>> START PAGE EXCERPT
# CHEAp better than DIY co2 paintball system....



## Scholz

*CHEAp Co2 paintbaLL SYstem....StArts paGe 2*

Stand by for more information....

Tomorrow the system will be tested....


----------



## eternity302

ehhh.... I'm impatient! LOL!


----------



## target

^^ same, teasers are no fun


----------



## Scholz

Ok here is a teaser photo










total cost of system.... $43

kept the system as cheap as possible.... it is possible for a little more $$ to get a gauge on the regulator/needle valve. It would cost $10 more....

Will break down the part list and costs tomorrow after test....

have to fill the tanks with co2


----------



## eternity302

GAWWDD!! Spend that extra $10 pls!!! It would be NOTHING compared to a real CO2 system!!!
SPEND IT!!!! =) And write down the list, specific parts, where exactly you bought it.. the heck.. just buy a few of each when ur done and we'll come find you =) LOL!
>> END PAGE EXCERPT
>> START RECORDS PROVIDED
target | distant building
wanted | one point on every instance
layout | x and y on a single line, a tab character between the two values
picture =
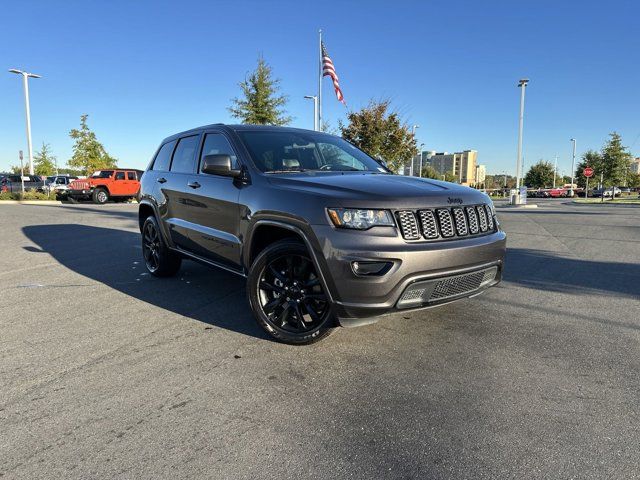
460	164
419	161
481	174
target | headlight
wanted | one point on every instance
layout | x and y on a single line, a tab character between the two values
360	219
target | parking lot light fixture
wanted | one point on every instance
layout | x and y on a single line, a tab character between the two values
573	167
25	83
522	83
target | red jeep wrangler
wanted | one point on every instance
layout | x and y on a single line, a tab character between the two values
118	184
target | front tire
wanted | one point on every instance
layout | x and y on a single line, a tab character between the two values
159	260
286	295
100	196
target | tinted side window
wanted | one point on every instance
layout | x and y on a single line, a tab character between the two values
163	158
217	144
185	154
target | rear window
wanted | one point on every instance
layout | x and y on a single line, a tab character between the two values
163	158
185	154
102	174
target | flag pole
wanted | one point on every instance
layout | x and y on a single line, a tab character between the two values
320	80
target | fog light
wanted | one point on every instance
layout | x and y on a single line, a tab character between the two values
371	268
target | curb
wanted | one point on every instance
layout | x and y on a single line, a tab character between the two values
30	202
607	203
532	205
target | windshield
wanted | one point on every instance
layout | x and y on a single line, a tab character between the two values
102	174
274	152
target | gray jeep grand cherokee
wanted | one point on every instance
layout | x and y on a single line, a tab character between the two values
324	234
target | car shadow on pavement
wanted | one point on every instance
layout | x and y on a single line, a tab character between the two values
114	258
544	271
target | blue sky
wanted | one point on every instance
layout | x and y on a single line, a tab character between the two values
145	70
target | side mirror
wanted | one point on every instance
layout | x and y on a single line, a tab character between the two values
219	164
382	162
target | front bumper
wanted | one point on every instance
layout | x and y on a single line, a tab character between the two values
454	268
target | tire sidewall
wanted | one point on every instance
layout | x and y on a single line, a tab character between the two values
266	256
169	262
96	196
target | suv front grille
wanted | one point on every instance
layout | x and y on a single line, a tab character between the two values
446	223
408	225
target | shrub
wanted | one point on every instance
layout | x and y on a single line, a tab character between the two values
31	194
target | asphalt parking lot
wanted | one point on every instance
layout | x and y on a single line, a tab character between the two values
106	372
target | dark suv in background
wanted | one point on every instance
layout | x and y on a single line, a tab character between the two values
324	234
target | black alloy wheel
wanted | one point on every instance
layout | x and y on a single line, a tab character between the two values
287	296
151	247
159	260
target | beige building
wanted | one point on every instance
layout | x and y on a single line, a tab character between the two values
461	164
481	174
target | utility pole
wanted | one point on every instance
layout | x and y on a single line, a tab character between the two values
21	171
523	85
573	167
320	80
413	132
25	83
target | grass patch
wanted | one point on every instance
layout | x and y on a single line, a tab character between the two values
28	195
623	201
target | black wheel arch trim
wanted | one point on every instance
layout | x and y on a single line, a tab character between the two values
156	213
315	258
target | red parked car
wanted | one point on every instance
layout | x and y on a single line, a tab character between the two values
119	184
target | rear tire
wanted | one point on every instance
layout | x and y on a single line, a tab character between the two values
100	196
159	260
287	296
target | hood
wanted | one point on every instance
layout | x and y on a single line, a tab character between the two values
378	190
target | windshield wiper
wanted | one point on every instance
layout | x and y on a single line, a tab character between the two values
289	170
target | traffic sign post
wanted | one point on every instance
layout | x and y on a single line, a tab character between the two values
588	173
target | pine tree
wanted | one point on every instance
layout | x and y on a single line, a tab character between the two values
44	161
261	104
616	161
88	154
380	133
539	175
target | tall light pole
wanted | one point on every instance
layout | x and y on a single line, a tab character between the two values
573	167
413	132
523	85
25	83
315	110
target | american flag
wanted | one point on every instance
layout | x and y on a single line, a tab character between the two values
328	70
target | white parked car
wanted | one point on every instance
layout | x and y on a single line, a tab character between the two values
58	183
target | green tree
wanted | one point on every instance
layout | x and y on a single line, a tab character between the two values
616	161
44	162
261	104
539	175
380	133
634	180
88	154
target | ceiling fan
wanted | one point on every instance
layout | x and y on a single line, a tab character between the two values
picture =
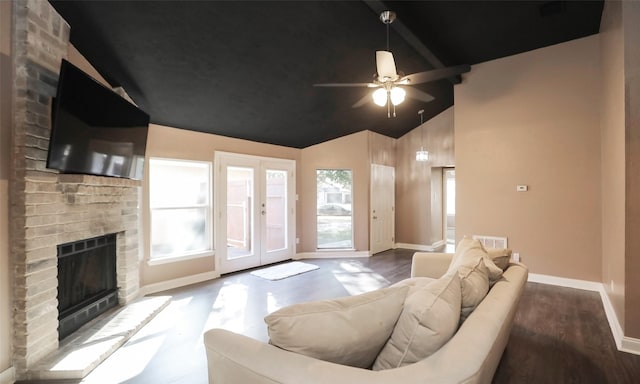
>> END RECORDS PROVIDED
* EXERCISE REQUIREMENTS:
a) Copy the entries from the line containing "target | ceiling fan" through the last line of the entries, both included, and leave out any pictures.
b) Carry on the forum thread about the cheap CO2 paintball system from the point where it stops.
The forum thread and the entries are unrelated and separate from each other.

* ANSWERS GIVEN:
a)
target | ceiling fan
wanted | one point on every instance
layout | x and y on a single line, a tab character between the two values
picture =

b)
----------



## Scholz

eternity302 said:


> GAWWDD!! Spend that extra $10 pls!!! It would be NOTHING compared to a real CO2 system!!!
> SPEND IT!!!! =) And write down the list, specific parts, where exactly you bought it.. the heck.. just buy a few of each when ur done and we'll come find you =) LOL!


I'll write it all out tomorrow.... I thought of just building like 5 of them and then listing them for sale but I'm an open source kinda guy and like to share information....

The extra 10 bucks just lets you know when you're low on co2.... and well that's pretty easy to tell : ) so why spend it? The idea of this project was to come up with a really afordable way to get good co2 into the tank. As DIY co2 can be problematic.... there are many options to this system you could even spend like 50 bucks more and get an electric solinoid system... you're then pushing the cost of a real system so why not just spend the extra bucks and get a real one.

This system is cheap.... anyone can pay the 43 bucks to setup their own.... and then you have good reliable co2 no problems.... My best guess is that the tank is going to last three months on my 15 gal tank....

so yeah more info tomorrow with full breakdown of everything...


----------



## eternity302

=) I seriously cant wait! You're awesome!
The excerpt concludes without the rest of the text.